**REQUIRED TASK:**
Reproduce the material below word for word, changing nothing.

---

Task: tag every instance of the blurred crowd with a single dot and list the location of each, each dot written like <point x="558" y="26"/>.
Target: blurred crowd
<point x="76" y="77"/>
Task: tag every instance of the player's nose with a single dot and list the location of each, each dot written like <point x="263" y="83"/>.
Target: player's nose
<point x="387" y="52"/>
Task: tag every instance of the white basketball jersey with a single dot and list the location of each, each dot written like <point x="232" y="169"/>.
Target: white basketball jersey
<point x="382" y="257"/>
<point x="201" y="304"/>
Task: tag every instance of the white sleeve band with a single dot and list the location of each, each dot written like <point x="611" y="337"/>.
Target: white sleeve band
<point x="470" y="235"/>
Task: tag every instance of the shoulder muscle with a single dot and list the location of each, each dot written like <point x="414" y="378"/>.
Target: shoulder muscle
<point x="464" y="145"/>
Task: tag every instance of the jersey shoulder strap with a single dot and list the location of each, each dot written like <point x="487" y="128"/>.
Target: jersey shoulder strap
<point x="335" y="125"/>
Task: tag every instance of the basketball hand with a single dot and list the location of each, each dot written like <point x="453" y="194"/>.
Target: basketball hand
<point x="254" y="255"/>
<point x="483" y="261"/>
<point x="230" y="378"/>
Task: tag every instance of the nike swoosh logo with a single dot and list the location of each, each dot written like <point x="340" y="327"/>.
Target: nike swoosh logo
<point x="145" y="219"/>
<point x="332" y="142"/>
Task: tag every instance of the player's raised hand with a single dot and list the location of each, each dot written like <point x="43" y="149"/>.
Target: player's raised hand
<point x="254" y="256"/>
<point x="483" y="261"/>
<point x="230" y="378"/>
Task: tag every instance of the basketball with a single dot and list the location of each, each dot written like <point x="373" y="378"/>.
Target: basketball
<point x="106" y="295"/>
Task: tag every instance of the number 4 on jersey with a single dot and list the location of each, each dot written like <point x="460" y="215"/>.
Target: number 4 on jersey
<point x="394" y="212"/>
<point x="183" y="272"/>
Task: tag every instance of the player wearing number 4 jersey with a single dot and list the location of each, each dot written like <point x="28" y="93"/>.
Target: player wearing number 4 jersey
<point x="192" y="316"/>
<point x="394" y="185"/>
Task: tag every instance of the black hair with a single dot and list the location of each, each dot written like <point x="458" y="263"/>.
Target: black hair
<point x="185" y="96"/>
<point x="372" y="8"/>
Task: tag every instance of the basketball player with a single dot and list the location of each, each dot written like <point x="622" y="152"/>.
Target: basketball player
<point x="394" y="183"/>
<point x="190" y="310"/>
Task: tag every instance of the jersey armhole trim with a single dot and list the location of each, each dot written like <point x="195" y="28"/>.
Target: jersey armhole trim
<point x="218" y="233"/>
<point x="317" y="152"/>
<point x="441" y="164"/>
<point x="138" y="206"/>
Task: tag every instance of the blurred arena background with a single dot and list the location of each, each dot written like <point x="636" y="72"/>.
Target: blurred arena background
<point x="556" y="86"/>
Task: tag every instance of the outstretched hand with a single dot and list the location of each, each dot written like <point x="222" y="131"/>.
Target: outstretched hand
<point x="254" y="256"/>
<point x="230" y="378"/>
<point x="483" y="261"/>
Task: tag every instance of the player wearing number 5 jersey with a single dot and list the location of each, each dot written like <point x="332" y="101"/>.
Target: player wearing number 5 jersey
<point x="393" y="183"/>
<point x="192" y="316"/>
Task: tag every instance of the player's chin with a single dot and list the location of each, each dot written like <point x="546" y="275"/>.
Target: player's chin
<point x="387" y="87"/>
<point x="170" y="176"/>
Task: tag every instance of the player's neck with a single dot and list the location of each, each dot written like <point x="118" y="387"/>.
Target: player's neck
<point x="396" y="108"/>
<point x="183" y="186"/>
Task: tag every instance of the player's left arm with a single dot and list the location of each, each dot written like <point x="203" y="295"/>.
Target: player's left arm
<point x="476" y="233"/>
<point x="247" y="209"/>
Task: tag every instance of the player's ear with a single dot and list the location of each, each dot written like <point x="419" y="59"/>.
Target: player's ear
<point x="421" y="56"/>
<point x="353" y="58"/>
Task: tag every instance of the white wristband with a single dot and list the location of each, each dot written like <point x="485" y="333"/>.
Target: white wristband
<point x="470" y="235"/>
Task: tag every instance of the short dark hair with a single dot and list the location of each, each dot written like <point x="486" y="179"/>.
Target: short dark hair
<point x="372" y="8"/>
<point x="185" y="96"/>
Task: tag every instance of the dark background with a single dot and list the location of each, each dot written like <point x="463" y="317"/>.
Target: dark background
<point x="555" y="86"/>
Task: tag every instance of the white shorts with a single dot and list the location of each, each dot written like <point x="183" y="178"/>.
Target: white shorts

---

**TASK SOLUTION:**
Task: tag every instance of the blurred crowd with a single dot and list the location of each, each dot written like <point x="558" y="26"/>.
Target: blurred crowd
<point x="76" y="77"/>
Task: tag every instance of the player's nose with a single dot and list the location of each, each dot written like <point x="263" y="83"/>.
Target: player's nose
<point x="387" y="52"/>
Task: tag every instance of the white basketball jersey with a single dot and list the location of each, each dot written like <point x="232" y="169"/>.
Target: white basketball jersey
<point x="382" y="257"/>
<point x="201" y="304"/>
Task: tag every instance of the white sleeve band with a single dot and list the location of each, each dot written like <point x="611" y="337"/>.
Target: white sleeve band
<point x="470" y="235"/>
Task: tag every instance of the shoulder muscle with a single dot and list the location of each, each dot written like <point x="414" y="378"/>.
Target: shoulder muscle
<point x="464" y="145"/>
Task: tag every instance of the jersey shoulder strap with a single dot and list the location of each, each dot written like <point x="487" y="128"/>.
Target: jersey shoulder strap
<point x="335" y="125"/>
Task: tag every instance of the basketball hand with a single dot and list the location of each, each dot written like <point x="453" y="194"/>.
Target: basketball hand
<point x="254" y="255"/>
<point x="483" y="261"/>
<point x="230" y="378"/>
Task: tag every instance of the nike swoosh logo with a single dot and list the location of each, each dot written like <point x="340" y="327"/>.
Target: nike swoosh logo
<point x="145" y="219"/>
<point x="332" y="142"/>
Task: tag every instance of the player's raised hand with a single dot and list the location of each, each dot written like <point x="43" y="149"/>.
Target: player's raised hand
<point x="254" y="256"/>
<point x="483" y="261"/>
<point x="230" y="378"/>
Task: tag every instance of the basketball with a single dot and list the location of each, each dot written like <point x="373" y="378"/>.
Target: basketball
<point x="106" y="295"/>
Task: tag every instance of the number 4 on jersey with a single dot and list the location of each, each dot written like <point x="460" y="215"/>.
Target: number 4 on jersey
<point x="394" y="212"/>
<point x="183" y="272"/>
Task: tag every instance of the player wearing number 4 jersey with a single dot and list the location of each, each dot written like <point x="28" y="93"/>.
Target: player wearing number 4 jersey
<point x="192" y="316"/>
<point x="394" y="185"/>
Task: tag every instance of the black hair with a single dot and list the location of each, each dot written like <point x="458" y="263"/>.
Target: black hair
<point x="185" y="96"/>
<point x="372" y="8"/>
Task: tag every instance of the basketball player with a single dot and list the location of each, each dot written like <point x="622" y="152"/>.
Target: basketball player
<point x="394" y="183"/>
<point x="190" y="310"/>
Task: tag every instance of the jersey armhole trim with a single dot and list the location of each, each dot written like <point x="195" y="28"/>.
Target: jersey armhole trim
<point x="218" y="233"/>
<point x="317" y="152"/>
<point x="441" y="164"/>
<point x="138" y="206"/>
Task: tag every instance of the blurred arena background with a single dot and list the location of each, each dot written like <point x="636" y="72"/>.
Target: blurred arena background
<point x="556" y="86"/>
Task: tag every instance of the outstretched hand with a single dot and list the location of each, each dot written like <point x="222" y="131"/>.
Target: outstretched hand
<point x="254" y="256"/>
<point x="230" y="378"/>
<point x="483" y="261"/>
Task: tag every instance of the player wearing number 5 jersey with a single dot and list the location of each, each dot written like <point x="332" y="101"/>.
Target: player wearing number 5 jersey
<point x="393" y="183"/>
<point x="192" y="316"/>
Task: tag every instance of the player's chin with a single dot and list the location of each, each dot written like <point x="546" y="275"/>.
Target: player's chin
<point x="387" y="87"/>
<point x="170" y="176"/>
Task: tag every instance of the player's neck with a single dot and list the location of each, each dot written like <point x="118" y="387"/>.
Target: player's neck
<point x="396" y="108"/>
<point x="183" y="186"/>
Task: tag every instance of the player's left arm with a single dot and list the location of each, each dot written like <point x="203" y="295"/>.
Target: player's left arm
<point x="476" y="233"/>
<point x="247" y="209"/>
Task: tag every instance of the player's ear with a single dot and list the location of each, each dot written like <point x="419" y="59"/>.
Target: player's ear
<point x="421" y="56"/>
<point x="353" y="58"/>
Task: tag every instance of the white wristband with a single dot and list the location of each, each dot written like <point x="485" y="333"/>.
Target: white wristband
<point x="470" y="235"/>
Task: tag every instance of the short dark hair with a single dot and list the location of each, each dot written like <point x="486" y="179"/>.
Target: short dark hair
<point x="372" y="8"/>
<point x="185" y="96"/>
Task: tag every instance of the dark background with a single dot and list the location of each, each dot written like <point x="463" y="317"/>.
Target: dark background
<point x="555" y="86"/>
Task: tag every instance of the white shorts with a single dot and list the location of each, each dot written like <point x="183" y="178"/>.
Target: white shorts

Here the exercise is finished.